An exact copy of the records below is needed, with every picture left out.

Given information section start

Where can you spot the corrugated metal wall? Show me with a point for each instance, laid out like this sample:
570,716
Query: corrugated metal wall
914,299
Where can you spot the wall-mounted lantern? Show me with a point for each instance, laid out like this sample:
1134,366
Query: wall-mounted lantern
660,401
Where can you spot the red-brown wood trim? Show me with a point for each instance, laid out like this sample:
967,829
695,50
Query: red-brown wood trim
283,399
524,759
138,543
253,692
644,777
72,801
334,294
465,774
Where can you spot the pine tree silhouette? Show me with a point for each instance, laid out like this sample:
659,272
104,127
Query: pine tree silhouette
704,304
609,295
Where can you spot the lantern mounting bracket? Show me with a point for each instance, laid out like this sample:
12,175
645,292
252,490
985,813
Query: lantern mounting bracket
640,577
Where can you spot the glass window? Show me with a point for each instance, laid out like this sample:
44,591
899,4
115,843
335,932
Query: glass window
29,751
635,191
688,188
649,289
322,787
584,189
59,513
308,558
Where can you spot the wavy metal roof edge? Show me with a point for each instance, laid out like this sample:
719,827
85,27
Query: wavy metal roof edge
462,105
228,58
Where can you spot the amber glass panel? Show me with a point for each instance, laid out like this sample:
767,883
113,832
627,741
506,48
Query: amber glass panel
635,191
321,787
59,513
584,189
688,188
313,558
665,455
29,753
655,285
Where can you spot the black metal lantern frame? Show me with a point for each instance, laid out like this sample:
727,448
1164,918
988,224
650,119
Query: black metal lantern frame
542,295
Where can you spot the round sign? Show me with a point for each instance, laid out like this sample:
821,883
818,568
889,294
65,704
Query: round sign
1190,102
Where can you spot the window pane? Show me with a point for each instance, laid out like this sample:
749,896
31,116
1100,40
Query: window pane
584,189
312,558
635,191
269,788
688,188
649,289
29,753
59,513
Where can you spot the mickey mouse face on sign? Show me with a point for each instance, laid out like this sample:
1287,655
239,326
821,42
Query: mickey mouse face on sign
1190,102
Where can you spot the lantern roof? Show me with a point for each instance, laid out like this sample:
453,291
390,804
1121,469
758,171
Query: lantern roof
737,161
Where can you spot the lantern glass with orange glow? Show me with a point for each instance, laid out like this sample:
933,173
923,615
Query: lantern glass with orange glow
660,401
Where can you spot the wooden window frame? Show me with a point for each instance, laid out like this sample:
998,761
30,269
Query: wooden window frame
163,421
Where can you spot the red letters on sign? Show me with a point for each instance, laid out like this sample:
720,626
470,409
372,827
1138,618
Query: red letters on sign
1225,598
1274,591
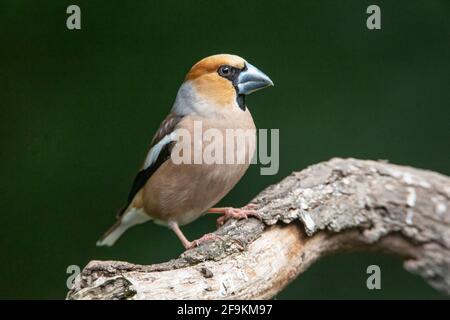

Given information section end

• _Your solution_:
Where can you spot the corrugated metal wall? Show me with a point for each instance, laid out like this sample:
570,716
Query: corrugated metal wall
914,299
Where can you spot the wall-mounted lantern? Show me with a point for each instance, laid out like this sample:
1134,366
Query: wall-mounted lantern
660,401
Where can you spot the red-brown wood trim? Show me with a point for each instance, laid out like this sample:
967,829
695,50
Query: red-brown wood trim
283,399
524,759
138,543
253,692
644,777
72,801
334,294
465,774
Where can you spot the pine tree silhouette? Show me with a point for each instance, laid out like this sample:
659,272
104,127
Query: pine tree silhouette
704,304
609,295
Where can you spot the lantern mounting bracket? Show me with a point for each instance, laid out like this sample:
12,175
645,292
252,490
985,813
Query: lantern mounting bracket
640,577
Where can you spot the glass window? Show me with a point for each instance, laid out like this sample:
44,591
899,4
115,843
335,932
Query: glass window
29,751
635,191
688,188
649,289
322,787
584,189
59,513
308,558
Where can you spot the wavy metal roof edge? Show me with a point for each instance, laid out like this sample:
719,827
85,27
Query: wavy metal roof edge
462,105
228,58
Where can you spot the amber glass panel? Show me with a point for each instance, laid out like this sample:
767,883
113,832
627,741
506,48
Query: amber glass panel
635,191
321,787
59,513
584,189
688,188
313,558
665,455
29,753
655,285
Where can you spot the black metal lantern frame? Show me with a point for each instance, laid out like this sample:
727,448
1164,918
988,224
650,119
Query: black metal lantern frame
542,295
Where can you spot the round sign? Show me with a point for each instance, laid out like this sample:
821,883
818,568
889,294
65,704
Query: round sign
1190,102
Where can you spot the window pane? Show me with a point for each instance, laid out like this sample:
749,896
31,116
1100,40
Query: window pane
584,189
312,558
635,191
269,788
688,188
649,289
29,753
59,513
Where can you spot the mickey mouse face on sign? Show me with a point for each instance, laid out like this sample:
1287,655
239,326
821,42
Query: mickey mouse face on sign
1190,102
Where can you spot the lantern roof? Show me with a point for each instance, laid out like this sample:
453,291
390,804
1121,469
758,171
Query: lantern roof
737,161
Where can you spot the lantern glass with orange glow? Show me with a point for each instance, laid out like this sample:
933,173
923,615
Query: lantern glass with orange glow
660,401
Where can you spot the wooden window frame? Show me with a point for each instance, laid out like this sample:
998,761
30,269
Query: wooden window frame
163,421
Where can you spot the red letters on sign? Show me with a point for each instance, laid out like this sample:
720,626
470,409
372,827
1138,618
Query: red letters on sign
1225,598
1274,591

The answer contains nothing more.